TEXT SECTION:
Content starts
These results are agreed with the results in this study as treatment with E caused a significant reduction in MDA content in testes and not statistically different change in SOD in the first two weeks. Weiss and Landauer (2003) documented a protective effect of polyphenols from E against free radical damage and a class of specific antioxidants known as caffeoyl derivatives in appreciable amounts. SOD remove (O 2) generated by NADPH-oxidase in neutrophils and can play an important role in protecting spermatozoa during genitourinary inflammation (Baker et al., 1996).

In the present results CA induced a significant decrease in sperm count and this reduction was improved by using treatment with E+CA. this improvement may be due to improvement of hemoglobin levels and number of erythrocytes by Echinacea treatment (Abouelella et al., 2007).

Cyproterone acetate treatment alone or with E induced a significant reduction in testicular NO. Lue et al. (2003) suggested NO physiological role in regulation of germ cell number and in determining testicular size. Concomitant treatment with CA + E improves but did not inhibit the significant reduction of testicular NO. Endothelial production of NO is at least partially regulated by the inositol trisphosphate (IP3)-dependent calcium (Ca2+) signalling pathway, which may be activated by ligand-receptor binding and/or wall shear stress. The elevated levels of free Ca2+ in the cytosol reversibly bind with calmodulin; the resulting Ca2+-calmodulin complexes activate endothelial nitric oxide synthase enzyme, thus causing an increase in synthesis and release of NO. In addition, NO leads to increased levels of cyclic guanosine monophosphate (cGMP), this activates protein kinase. This is thought to inhibit Ca2+ influx, thus providing a negative feedback mechanism and limiting the concentration of Ca2+ in the cytosol. (Shen et al., 1992; Lin et al., 2000; Plank et al., 2007). Ca2+ can directly activate antioxidant enzymes, increase the level of SOD in animal cells (Gordeeva et al., 2003) and induce mitochondrial GSH release (Brookes et al., 2004). The result in this study in the same trend, there is a significant reduction in testicular SOD and intra cellular testicular Ca ions. Yan et al. (2006) studies indicated that Ca2+ plays dual roles in regulating ROS homeostasis.
Content ends
DATA EXTRACTS:
Content starts
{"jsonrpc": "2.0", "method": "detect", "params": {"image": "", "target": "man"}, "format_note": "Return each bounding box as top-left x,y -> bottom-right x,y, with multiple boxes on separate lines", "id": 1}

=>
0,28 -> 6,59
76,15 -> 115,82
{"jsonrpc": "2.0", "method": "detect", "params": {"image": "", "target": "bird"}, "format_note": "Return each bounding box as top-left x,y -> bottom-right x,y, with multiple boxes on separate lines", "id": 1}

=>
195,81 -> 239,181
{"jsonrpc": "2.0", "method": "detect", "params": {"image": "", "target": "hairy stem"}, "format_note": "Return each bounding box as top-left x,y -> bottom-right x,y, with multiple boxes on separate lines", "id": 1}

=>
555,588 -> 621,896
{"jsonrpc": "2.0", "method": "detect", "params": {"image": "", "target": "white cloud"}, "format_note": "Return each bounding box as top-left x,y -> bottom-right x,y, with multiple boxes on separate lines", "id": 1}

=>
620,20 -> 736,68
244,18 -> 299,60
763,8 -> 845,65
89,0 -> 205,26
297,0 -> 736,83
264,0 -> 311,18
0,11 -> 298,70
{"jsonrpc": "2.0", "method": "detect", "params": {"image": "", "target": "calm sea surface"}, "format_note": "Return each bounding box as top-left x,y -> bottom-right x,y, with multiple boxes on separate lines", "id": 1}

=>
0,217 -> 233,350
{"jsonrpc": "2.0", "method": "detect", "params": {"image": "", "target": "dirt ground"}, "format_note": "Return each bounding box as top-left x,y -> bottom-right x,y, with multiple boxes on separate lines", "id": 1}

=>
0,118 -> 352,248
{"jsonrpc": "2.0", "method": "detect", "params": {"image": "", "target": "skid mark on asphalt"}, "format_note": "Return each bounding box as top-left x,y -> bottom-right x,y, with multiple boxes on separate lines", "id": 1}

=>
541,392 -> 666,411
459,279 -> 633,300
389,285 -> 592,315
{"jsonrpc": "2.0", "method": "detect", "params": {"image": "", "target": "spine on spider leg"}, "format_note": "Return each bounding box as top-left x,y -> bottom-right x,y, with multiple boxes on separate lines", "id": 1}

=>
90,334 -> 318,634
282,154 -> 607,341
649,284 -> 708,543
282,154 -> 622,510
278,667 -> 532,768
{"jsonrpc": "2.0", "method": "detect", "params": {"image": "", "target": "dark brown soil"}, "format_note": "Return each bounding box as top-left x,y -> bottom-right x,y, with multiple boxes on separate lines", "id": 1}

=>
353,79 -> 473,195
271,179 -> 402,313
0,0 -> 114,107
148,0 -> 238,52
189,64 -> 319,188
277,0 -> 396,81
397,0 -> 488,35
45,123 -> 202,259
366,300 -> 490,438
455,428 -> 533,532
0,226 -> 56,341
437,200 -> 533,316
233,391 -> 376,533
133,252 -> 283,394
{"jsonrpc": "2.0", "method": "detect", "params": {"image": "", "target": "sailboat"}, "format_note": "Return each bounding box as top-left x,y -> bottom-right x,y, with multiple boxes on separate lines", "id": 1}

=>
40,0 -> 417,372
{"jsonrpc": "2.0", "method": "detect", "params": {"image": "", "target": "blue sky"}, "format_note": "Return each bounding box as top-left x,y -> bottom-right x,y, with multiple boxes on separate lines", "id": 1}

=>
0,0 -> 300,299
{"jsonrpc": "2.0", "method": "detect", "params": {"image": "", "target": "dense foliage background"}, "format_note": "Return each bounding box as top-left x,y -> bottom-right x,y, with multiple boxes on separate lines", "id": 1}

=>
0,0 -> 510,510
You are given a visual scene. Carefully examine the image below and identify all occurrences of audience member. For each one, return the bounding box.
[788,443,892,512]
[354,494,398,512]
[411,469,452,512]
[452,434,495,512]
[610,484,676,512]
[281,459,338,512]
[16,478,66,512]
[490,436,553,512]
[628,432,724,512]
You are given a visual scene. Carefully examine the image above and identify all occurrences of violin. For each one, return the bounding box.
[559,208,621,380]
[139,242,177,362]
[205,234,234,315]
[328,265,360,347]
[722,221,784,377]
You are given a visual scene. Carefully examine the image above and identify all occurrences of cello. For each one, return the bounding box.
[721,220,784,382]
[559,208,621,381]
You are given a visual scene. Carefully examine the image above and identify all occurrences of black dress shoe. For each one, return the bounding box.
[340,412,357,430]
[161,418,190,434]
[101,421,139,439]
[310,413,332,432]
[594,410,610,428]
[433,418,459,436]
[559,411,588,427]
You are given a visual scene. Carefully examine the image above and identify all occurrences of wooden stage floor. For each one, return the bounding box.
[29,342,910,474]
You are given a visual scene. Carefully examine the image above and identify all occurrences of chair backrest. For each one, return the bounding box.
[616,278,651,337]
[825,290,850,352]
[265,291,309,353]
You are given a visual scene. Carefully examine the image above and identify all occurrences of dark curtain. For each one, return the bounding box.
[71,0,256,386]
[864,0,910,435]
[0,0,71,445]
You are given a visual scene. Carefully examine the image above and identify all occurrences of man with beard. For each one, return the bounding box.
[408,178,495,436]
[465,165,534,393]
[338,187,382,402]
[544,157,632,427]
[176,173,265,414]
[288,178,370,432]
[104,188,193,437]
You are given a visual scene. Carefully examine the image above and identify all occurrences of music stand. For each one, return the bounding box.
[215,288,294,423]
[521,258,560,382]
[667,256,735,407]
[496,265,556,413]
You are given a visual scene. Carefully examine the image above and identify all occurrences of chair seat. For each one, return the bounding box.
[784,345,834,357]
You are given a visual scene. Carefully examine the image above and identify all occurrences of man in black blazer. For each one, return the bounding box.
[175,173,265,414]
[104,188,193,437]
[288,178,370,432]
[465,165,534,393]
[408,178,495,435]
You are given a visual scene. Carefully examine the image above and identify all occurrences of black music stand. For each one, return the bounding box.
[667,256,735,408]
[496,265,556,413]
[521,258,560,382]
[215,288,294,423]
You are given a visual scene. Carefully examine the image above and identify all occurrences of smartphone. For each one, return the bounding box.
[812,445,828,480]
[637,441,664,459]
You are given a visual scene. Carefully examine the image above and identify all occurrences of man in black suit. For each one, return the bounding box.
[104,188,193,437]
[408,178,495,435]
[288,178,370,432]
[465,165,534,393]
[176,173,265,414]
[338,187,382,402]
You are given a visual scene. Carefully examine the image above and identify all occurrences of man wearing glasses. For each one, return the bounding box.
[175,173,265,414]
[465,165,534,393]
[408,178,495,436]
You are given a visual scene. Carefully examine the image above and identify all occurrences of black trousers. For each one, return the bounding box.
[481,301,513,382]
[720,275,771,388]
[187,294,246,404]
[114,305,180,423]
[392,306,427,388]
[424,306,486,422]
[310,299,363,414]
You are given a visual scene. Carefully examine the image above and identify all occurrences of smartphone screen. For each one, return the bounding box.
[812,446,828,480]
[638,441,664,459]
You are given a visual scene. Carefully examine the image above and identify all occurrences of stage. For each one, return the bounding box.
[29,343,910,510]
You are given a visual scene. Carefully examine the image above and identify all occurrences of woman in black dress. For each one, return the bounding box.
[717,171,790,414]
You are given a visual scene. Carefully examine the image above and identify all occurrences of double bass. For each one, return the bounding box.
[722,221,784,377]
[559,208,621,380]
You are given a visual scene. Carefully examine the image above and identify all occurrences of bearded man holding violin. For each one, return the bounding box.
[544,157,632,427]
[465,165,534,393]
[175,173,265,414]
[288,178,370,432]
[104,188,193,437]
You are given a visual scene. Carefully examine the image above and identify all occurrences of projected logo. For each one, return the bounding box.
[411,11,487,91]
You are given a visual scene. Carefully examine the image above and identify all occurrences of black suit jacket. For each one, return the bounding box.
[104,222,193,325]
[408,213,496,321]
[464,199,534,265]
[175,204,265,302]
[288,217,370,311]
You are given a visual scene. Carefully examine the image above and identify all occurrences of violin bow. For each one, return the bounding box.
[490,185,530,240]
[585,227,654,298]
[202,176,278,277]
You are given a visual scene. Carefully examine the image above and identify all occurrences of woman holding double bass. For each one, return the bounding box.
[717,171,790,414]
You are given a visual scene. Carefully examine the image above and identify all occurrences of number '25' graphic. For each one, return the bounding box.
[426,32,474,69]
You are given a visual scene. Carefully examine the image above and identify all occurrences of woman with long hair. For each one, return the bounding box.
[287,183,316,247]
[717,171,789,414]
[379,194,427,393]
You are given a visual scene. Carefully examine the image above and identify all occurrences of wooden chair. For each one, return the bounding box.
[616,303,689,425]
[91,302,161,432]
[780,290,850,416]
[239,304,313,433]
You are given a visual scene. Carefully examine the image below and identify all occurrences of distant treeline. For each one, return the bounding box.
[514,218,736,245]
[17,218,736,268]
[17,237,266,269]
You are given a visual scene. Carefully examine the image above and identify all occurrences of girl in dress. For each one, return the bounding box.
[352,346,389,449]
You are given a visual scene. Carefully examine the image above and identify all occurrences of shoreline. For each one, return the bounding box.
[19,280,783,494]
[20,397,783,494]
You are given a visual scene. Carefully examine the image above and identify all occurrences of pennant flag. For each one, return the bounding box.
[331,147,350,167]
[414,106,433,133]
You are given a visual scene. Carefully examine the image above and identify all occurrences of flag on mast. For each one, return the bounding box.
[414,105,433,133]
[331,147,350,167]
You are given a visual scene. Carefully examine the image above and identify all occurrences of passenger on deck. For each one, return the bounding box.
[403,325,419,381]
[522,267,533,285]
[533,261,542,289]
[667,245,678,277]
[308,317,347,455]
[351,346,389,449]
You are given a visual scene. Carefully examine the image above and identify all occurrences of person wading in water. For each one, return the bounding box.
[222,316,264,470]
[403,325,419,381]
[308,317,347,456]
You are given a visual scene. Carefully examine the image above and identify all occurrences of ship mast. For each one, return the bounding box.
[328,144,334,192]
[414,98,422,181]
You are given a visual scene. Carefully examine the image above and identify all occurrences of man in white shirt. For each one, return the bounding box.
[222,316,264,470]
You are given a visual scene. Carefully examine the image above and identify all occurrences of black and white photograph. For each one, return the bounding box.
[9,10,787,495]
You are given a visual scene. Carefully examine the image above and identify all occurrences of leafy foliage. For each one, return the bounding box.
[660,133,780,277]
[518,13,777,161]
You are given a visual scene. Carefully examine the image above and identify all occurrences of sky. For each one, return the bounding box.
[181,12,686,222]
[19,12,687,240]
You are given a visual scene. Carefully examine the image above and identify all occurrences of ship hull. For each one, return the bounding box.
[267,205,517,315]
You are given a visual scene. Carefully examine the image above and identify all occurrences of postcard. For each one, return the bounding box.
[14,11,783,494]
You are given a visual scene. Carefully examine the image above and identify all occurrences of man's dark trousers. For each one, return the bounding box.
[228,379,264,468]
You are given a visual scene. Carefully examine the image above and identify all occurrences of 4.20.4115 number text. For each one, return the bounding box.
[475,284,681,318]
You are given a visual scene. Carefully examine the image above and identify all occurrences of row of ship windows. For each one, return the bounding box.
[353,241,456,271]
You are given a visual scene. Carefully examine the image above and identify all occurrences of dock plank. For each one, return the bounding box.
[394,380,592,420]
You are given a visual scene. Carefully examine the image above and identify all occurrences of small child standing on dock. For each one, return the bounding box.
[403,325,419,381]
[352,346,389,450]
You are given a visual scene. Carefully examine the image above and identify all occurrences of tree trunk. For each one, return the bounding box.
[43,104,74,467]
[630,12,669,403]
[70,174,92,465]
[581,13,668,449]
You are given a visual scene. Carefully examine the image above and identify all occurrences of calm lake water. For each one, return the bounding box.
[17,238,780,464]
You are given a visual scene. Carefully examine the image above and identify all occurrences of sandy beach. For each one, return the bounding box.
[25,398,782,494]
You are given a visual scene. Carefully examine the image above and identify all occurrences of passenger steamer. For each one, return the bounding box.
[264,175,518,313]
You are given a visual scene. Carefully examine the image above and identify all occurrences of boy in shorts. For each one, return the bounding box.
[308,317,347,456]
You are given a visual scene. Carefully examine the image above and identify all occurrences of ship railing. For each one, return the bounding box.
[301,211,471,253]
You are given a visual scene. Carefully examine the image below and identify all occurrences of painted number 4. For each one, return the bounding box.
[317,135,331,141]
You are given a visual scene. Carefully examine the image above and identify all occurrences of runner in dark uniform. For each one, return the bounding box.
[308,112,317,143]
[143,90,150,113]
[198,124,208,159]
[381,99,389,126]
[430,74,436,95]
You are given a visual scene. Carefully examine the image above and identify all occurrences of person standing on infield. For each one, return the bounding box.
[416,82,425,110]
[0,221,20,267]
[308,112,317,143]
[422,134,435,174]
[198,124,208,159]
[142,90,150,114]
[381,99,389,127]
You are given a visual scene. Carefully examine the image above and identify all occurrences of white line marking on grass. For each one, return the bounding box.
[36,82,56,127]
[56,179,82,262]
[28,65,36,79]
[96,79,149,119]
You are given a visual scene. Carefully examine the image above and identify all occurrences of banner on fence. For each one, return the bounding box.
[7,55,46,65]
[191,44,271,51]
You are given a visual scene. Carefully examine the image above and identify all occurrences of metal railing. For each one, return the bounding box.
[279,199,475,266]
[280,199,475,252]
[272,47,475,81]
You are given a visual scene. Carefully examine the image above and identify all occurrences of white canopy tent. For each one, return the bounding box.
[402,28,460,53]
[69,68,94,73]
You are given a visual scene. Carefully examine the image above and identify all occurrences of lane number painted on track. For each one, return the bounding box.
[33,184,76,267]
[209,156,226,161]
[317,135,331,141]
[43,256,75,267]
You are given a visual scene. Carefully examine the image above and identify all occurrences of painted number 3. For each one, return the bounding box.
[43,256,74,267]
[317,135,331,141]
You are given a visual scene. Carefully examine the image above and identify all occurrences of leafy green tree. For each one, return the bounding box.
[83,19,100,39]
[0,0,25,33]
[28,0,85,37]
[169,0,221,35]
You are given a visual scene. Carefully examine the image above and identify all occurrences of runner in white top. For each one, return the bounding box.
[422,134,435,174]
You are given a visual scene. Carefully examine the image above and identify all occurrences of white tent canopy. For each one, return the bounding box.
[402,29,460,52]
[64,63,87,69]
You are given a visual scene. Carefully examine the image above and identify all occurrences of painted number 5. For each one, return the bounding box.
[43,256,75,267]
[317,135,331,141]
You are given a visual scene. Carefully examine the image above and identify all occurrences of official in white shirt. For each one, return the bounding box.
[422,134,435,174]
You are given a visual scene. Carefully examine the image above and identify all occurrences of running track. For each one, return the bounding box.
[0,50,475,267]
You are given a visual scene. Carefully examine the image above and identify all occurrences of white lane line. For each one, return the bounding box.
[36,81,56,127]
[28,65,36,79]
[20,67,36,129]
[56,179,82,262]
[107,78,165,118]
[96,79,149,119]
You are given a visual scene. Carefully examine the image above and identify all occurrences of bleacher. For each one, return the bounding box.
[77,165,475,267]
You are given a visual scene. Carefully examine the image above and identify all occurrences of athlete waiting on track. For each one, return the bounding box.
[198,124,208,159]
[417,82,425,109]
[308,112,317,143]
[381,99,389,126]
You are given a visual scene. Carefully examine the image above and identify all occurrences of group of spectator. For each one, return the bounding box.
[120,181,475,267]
Content ends
WORK TASK 1: Please repeat the Echinacea text word for word, starting at the words "In the present" and ending after "(Abouelella et al., 2007).".
WORK TASK 2:
Answer these from the Echinacea text:
(a) Who documented a protective effect of polyphenols from E against free radical damage?
(b) What effect did CA have on sperm count?
(c) Which enzyme do the Ca2+-calmodulin complexes activate?
The records aren't needed for this work.

EXERCISE RESPONSE 1:
In the present results CA induced a significant decrease in sperm count and this reduction was improved by using treatment with E+CA. this improvement may be due to improvement of hemoglobin levels and number of erythrocytes by Echinacea treatment (Abouelella et al., 2007).

EXERCISE RESPONSE 2:
(a) Weiss and Landauer (2003)
(b) It induced a significant decrease in sperm count.
(c) Endothelial nitric oxide synthase